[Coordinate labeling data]
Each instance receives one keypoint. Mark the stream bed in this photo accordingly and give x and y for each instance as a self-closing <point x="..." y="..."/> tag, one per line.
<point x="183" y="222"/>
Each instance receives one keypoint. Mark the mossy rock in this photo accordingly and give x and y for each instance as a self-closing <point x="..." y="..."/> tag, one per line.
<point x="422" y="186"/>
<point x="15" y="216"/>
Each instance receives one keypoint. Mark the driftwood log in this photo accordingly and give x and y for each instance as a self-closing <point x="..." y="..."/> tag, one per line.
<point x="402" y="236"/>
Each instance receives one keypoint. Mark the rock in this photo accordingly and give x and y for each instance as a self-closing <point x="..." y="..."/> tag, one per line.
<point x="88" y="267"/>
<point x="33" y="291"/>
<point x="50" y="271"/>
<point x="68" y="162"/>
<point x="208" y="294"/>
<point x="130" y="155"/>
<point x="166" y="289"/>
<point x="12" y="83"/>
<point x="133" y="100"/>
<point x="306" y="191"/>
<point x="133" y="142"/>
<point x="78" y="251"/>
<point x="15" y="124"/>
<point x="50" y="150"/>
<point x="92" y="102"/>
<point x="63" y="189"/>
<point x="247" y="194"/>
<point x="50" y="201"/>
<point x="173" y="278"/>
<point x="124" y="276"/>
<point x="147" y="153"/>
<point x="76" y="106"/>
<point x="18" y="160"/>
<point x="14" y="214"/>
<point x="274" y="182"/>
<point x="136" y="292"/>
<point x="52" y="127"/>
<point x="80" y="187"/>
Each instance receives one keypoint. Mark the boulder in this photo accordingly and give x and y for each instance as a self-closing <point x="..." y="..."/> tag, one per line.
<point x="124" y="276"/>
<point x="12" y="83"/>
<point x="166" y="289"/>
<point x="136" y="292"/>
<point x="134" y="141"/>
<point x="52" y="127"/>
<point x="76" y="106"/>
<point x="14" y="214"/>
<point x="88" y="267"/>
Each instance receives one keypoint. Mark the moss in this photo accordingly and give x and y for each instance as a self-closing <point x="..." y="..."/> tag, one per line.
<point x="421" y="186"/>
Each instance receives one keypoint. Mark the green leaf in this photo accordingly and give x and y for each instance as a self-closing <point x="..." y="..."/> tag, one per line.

Problem details -> Give every line of the listing as a numbered list, leaving out any blank lines.

Exercise answer ->
1. Each instance receives one keypoint. Mark the stream bed in this photo accordingly and give x and y for each instance as a self-closing <point x="..." y="..."/> tag, one per line.
2. <point x="183" y="222"/>
3. Each instance receives one keypoint. Mark the mossy rock in this photo accordingly and give x and y for each instance as a self-closing <point x="..." y="..."/> tag, one per line.
4. <point x="422" y="186"/>
5. <point x="15" y="216"/>
6. Each instance receives one keypoint. Mark the driftwood log in this photo accordingly and give x and y for each instance as a self-closing <point x="..." y="..."/> tag, one per line.
7. <point x="402" y="236"/>
8. Each instance receives one keypoint. Mark the rock in this photo accordingly and give x and y for each instance as a self-closing <point x="..." y="..."/> tag, one per line.
9. <point x="88" y="267"/>
10. <point x="33" y="291"/>
11. <point x="50" y="271"/>
12. <point x="68" y="162"/>
13. <point x="208" y="294"/>
14. <point x="130" y="155"/>
15. <point x="166" y="289"/>
16. <point x="12" y="83"/>
17. <point x="133" y="100"/>
18. <point x="306" y="191"/>
19. <point x="133" y="142"/>
20. <point x="78" y="251"/>
21. <point x="15" y="124"/>
22. <point x="50" y="150"/>
23. <point x="92" y="102"/>
24. <point x="63" y="189"/>
25. <point x="247" y="194"/>
26. <point x="50" y="201"/>
27. <point x="173" y="278"/>
28. <point x="124" y="276"/>
29. <point x="147" y="153"/>
30. <point x="76" y="106"/>
31. <point x="18" y="160"/>
32. <point x="14" y="214"/>
33. <point x="274" y="182"/>
34. <point x="136" y="292"/>
35. <point x="52" y="127"/>
36. <point x="80" y="187"/>
37. Each instance receives one keypoint. Mark the boulder in this photo accordingly and give x and y for each instance as a self-closing <point x="..." y="..."/> tag, one per line.
38. <point x="124" y="276"/>
39. <point x="12" y="83"/>
40. <point x="166" y="289"/>
41. <point x="136" y="292"/>
42. <point x="134" y="141"/>
43. <point x="52" y="127"/>
44. <point x="76" y="106"/>
45. <point x="14" y="214"/>
46. <point x="88" y="267"/>
47. Each instance receives one keypoint. Mark the moss in this photo accordingly and give x and y for each instance as a self-closing <point x="..." y="..."/> tag, one per line.
48. <point x="421" y="186"/>
49. Each instance receives one keypoint. Mark the green leaf in this photo accordingly and give x and y for each instance as a self-closing <point x="..." y="..."/> tag, one per line.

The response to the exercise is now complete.